§ **HOW TO COMPLETE THIS TASK**
Only lines holding "water" are needed; copy each of them from the data below.

======

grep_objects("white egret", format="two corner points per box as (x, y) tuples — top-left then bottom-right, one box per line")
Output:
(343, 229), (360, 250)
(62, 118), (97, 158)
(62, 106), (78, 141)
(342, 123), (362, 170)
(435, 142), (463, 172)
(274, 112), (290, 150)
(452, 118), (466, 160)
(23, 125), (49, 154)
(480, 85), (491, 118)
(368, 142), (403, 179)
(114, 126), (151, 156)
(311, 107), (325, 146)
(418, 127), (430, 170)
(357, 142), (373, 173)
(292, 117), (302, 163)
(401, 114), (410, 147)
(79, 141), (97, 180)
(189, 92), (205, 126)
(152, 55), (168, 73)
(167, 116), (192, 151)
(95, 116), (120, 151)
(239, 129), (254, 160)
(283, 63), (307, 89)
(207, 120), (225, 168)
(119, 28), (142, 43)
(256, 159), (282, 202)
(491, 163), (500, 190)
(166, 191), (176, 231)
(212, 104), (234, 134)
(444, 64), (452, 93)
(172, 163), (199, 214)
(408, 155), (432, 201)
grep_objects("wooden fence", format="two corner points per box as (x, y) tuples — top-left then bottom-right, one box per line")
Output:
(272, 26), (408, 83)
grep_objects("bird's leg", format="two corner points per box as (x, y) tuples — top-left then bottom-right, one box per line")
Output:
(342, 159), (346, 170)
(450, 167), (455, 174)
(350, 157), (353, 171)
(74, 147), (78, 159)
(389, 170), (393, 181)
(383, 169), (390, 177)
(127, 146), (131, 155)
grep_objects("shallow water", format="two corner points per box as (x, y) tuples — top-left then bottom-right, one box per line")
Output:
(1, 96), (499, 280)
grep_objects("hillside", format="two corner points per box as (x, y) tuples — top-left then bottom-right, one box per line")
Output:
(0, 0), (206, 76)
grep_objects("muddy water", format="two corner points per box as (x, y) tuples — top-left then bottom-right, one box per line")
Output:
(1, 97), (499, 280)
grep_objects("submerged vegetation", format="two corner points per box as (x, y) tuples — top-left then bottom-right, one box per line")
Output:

======

§ **SOLUTION TO THIS EXERCISE**
grep_objects("shallow water", format="two corner points per box as (x, y) tuples — top-left then bottom-right, one box per line")
grep_objects("muddy water", format="two corner points per box as (x, y) tuples — top-left then bottom-right, one box per line")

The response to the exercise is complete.